## Passage shown
━━━━━━

Backup MongoDB (GMS API Data)

The run.sh script provides a convenient backup command that uses mongodump to create a binary archive of the MongoDB database:

cd ~/opendso/opendso-docker-compose
./run.sh -b

What this does:

Connects to the running MongoDB container
Authenticates using credentials from environment variables
Creates a binary archive dump of the database
Saves the output to db.dump in the current directory

Requirements:

MongoDB container must be running
Credentials must be properly configured in the environment

Manual Backup (Alternative):

If you need more control over the backup process:

# Backup with custom filename
# Note: Use the database name as authenticationDatabase (typically settings_api)
docker exec mongodb sh -c 'mongodump --authenticationDatabase ${MONGODB_COLLECTION} \
  -u ${MONGODB_USERNAME} -p ${MONGODB_PASSWORD} \
  --db ${MONGODB_COLLECTION} --archive' > gms-backup-$(date +%Y%m%d-%H%M%S).dump

# Backup to a directory (not archive)
docker exec mongodb sh -c 'mongodump --authenticationDatabase ${MONGODB_COLLECTION} \
  -u ${MONGODB_USERNAME} -p ${MONGODB_PASSWORD} \
  --db ${MONGODB_COLLECTION} --out /data/backup'

Important: The SettingsAPIUser is created in the settings_api database, not in the admin database. Therefore, use --authenticationDatabase settings_api (or the database name from ${MONGODB_COLLECTION}) instead of --authenticationDatabase admin.

━━━━━━

## Supplied material
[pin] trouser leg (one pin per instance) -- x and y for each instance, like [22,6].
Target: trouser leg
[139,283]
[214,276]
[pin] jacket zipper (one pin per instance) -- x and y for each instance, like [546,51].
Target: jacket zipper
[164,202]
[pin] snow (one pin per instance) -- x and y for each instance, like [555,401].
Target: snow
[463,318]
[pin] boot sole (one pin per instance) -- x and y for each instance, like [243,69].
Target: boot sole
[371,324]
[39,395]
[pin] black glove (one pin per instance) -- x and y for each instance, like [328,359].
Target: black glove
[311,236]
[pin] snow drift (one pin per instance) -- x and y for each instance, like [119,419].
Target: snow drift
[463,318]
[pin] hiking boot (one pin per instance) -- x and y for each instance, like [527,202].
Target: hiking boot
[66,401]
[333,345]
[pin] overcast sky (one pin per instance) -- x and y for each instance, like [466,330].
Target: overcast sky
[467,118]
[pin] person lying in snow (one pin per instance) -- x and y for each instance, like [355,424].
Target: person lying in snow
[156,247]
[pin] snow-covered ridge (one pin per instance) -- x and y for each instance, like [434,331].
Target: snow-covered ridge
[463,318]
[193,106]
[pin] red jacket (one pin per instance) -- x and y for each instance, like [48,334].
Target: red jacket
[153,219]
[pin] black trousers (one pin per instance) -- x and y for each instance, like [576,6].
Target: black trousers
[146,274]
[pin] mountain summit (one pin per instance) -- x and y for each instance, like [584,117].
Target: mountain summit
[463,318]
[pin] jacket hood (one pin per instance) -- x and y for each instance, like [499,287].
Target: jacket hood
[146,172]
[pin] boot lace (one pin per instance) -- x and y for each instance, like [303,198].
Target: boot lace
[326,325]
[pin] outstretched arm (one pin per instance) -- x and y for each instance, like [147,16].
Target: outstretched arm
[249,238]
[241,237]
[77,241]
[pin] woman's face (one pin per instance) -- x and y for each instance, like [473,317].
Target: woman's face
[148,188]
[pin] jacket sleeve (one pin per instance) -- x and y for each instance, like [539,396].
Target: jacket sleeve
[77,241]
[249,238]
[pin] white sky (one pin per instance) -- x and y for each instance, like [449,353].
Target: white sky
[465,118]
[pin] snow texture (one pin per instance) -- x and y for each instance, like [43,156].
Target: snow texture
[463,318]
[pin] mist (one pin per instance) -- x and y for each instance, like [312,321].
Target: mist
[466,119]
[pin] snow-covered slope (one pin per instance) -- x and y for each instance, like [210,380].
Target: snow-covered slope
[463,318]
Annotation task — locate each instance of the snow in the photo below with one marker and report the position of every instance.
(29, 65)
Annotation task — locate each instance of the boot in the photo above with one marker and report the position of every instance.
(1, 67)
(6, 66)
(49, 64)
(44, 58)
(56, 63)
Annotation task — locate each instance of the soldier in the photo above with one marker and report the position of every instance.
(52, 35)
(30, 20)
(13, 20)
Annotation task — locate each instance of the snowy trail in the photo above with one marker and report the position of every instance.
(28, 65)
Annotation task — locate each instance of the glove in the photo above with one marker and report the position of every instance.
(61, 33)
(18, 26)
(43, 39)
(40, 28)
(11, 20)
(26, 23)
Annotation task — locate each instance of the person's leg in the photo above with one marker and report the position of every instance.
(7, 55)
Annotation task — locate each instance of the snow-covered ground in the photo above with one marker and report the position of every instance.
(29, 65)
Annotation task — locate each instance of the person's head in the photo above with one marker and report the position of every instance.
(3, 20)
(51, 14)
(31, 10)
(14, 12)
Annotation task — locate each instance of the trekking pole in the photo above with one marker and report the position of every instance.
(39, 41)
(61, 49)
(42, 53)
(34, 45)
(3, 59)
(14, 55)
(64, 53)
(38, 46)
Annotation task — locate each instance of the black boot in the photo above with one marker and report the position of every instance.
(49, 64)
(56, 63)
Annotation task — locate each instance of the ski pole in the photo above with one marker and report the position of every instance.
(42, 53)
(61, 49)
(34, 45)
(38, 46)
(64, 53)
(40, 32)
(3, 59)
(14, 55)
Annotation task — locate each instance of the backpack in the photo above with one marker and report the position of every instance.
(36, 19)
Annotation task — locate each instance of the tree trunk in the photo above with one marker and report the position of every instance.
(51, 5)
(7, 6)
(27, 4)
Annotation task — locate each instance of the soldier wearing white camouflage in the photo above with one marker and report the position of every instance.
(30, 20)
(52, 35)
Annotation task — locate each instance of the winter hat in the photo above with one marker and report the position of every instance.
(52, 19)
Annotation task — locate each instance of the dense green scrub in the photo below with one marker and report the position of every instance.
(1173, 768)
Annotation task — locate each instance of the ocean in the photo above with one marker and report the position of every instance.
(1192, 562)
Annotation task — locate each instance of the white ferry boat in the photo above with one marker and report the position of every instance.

━━━━━━

## Tasks for this exercise
- 1) Write out the part of the MongoDB backup guide above that runs between "Important: The SettingsAPIUser" and "of --authenticationDatabase admin.", inclusive.
- 2) Answer these questions using the MongoDB backup guide above:
(a) What tool does the run.sh backup command use to create the binary archive?
(b) Where does the run.sh backup save its output?
(c) In which database is the SettingsAPIUser created?
- 3) Continue the MongoDB backup guide above from its last sentence.

## Responses
- 1)
Important: The SettingsAPIUser is created in the settings_api database, not in the admin database. Therefore, use --authenticationDatabase settings_api (or the database name from ${MONGODB_COLLECTION}) instead of --authenticationDatabase admin.

- 2)
(a) mongodump
(b) To db.dump in the current directory
(c) The settings_api database

- 3)
Restore MongoDB Database

To restore from a backup:

cd ~/opendso/opendso-docker-compose
./run.sh -r

Requirements:

db.dump file must exist in the current directory
MongoDB container must be running

Manual Restore (Alternative):

# Restore from custom backup file
# Note: Use the database name as authenticationDatabase (typically settings_api)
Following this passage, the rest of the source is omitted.